DATA PROVIDED:
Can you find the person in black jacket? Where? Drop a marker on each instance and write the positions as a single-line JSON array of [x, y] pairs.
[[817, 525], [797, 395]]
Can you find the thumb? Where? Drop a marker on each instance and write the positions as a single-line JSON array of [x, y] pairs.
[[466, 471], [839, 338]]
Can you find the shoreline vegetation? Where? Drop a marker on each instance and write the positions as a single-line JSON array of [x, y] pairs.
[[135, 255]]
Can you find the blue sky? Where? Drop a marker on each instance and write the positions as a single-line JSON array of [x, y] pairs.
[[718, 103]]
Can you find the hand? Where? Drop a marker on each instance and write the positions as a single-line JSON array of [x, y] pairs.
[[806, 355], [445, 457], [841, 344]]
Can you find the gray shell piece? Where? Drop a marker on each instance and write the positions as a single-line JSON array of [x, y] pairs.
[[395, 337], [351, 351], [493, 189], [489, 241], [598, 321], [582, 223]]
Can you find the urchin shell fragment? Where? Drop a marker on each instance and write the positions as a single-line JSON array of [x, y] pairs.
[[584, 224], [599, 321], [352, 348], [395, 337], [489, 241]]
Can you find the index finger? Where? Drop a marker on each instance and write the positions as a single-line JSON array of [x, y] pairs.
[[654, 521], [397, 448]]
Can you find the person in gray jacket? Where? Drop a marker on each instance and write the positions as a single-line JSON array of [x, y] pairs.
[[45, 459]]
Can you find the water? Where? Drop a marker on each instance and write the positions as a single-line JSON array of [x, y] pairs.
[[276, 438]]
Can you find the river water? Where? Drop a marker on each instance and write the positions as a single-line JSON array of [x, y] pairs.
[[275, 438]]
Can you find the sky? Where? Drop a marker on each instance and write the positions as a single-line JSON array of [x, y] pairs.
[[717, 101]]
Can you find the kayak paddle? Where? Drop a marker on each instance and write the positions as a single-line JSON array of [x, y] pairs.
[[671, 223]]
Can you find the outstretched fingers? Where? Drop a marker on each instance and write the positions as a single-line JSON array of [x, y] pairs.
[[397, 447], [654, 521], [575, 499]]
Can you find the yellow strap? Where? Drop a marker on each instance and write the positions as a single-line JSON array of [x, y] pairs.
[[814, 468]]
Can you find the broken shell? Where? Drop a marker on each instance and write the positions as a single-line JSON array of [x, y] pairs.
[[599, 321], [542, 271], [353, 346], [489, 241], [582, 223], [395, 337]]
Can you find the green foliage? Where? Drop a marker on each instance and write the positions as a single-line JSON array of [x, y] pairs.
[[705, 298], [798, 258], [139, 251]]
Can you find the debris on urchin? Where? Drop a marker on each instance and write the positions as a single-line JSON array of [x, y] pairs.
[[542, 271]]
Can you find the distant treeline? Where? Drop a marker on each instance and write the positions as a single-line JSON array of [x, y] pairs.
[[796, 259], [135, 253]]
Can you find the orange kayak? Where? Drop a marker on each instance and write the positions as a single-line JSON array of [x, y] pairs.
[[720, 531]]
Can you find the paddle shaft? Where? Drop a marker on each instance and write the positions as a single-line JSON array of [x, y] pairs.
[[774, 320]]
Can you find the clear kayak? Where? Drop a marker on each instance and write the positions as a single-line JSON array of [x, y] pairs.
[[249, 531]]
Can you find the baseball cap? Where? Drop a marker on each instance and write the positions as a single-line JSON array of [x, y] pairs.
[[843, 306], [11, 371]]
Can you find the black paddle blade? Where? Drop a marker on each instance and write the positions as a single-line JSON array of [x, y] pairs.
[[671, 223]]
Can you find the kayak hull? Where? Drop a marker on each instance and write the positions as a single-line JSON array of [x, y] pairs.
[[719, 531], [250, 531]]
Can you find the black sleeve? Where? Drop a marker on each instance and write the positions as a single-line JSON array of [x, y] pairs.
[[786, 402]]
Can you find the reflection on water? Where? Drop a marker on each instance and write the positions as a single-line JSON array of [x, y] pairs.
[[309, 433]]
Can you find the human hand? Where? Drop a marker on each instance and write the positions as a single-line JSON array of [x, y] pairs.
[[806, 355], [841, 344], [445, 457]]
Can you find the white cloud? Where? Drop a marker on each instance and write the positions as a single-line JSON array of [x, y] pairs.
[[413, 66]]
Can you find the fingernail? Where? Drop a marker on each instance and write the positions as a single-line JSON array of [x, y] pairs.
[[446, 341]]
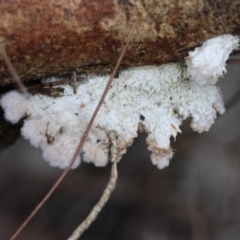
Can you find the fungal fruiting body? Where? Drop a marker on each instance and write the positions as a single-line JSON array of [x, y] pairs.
[[151, 99], [207, 63]]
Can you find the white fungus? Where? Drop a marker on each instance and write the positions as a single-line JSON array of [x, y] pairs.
[[207, 62], [151, 99]]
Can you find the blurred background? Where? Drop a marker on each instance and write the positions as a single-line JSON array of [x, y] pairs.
[[196, 198]]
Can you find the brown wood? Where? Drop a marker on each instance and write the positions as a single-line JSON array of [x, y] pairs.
[[49, 37]]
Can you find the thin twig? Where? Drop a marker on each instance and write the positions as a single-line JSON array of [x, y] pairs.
[[74, 82], [99, 206], [12, 70], [79, 147]]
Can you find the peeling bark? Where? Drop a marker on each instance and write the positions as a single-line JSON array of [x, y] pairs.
[[45, 38]]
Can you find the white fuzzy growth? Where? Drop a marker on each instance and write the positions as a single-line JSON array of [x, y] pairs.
[[207, 63], [153, 99]]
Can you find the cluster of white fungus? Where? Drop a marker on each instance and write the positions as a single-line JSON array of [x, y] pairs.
[[152, 99], [207, 63]]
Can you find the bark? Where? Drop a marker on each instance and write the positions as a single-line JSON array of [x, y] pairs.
[[49, 37]]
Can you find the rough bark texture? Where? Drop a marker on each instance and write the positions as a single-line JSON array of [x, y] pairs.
[[49, 37]]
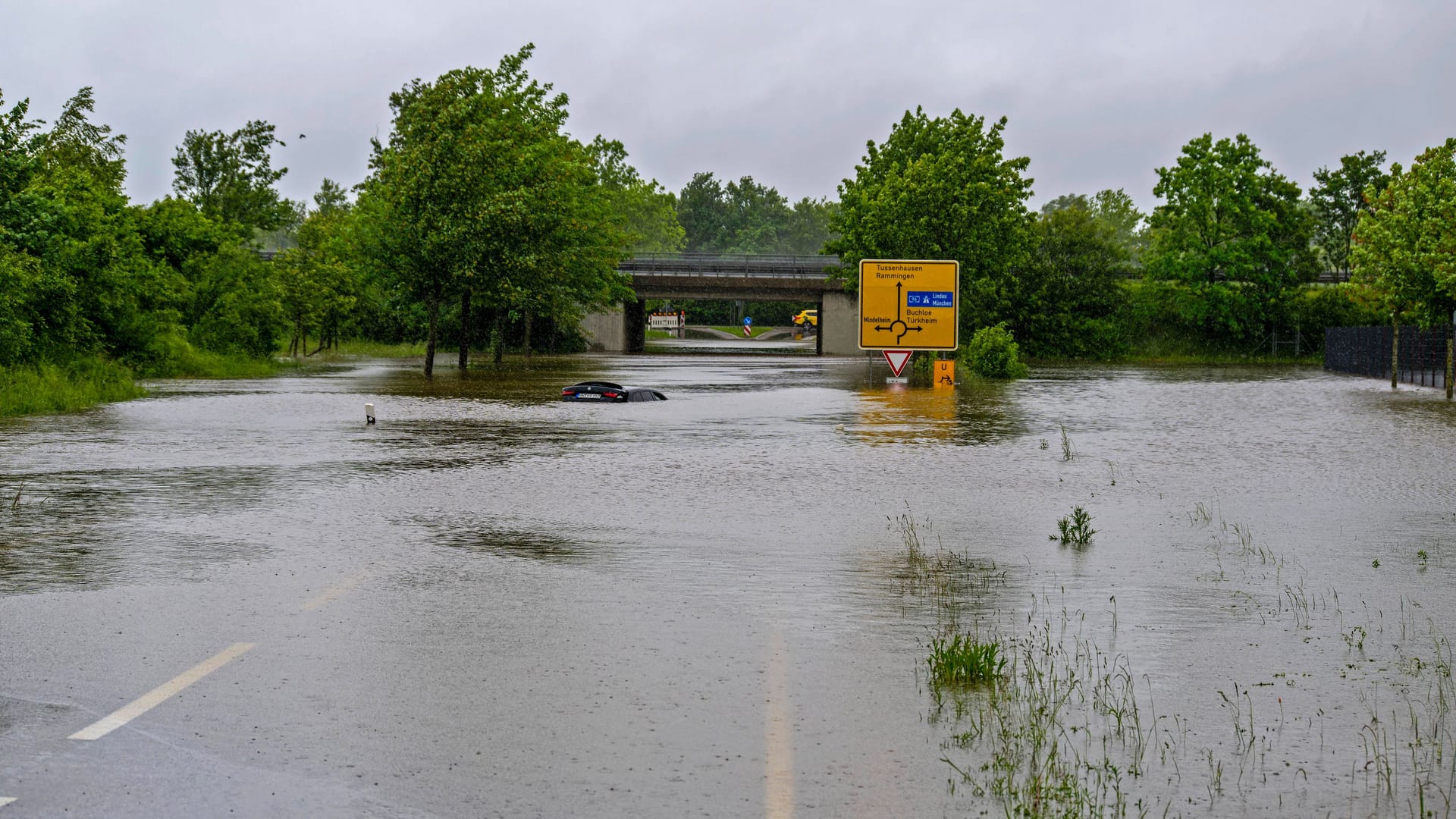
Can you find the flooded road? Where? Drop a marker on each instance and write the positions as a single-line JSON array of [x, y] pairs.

EXERCISE:
Only the lines from the one containing "Can you find the peeling" through the last line of the entries above belong in the copy; reproduce them exactly and drop every picture.

THE OUTPUT:
Can you find the peeling bark? Where? Drop a marker on each instance and write the positions as a single-line JSON array of [x, y] pairs.
[[45, 38]]
Can you find the white fuzzy growth? Where? Drop a marker on each instance and write the positions as a single-line JSON array of [x, y] pairs.
[[207, 63], [153, 99]]
Can you find the cluster of white fungus? Where? Drop a marker on each instance and write the positions as a single-line JSON array of [x, y] pairs.
[[152, 99], [207, 63]]
Can you find the bark? Where? Drop a marker on each instance and write the positions as a single-line JSON array of [x, y] pairs.
[[49, 37]]
Can you find the rough bark texture? Where? Drop a marker on each instance and write the positions as a single-line JSON array of [x, y] pairs.
[[49, 37]]
Can you find the flooded road? Where? Drop a marker on each instance and write the positions as a single-line JSON array of [x, y] pairs.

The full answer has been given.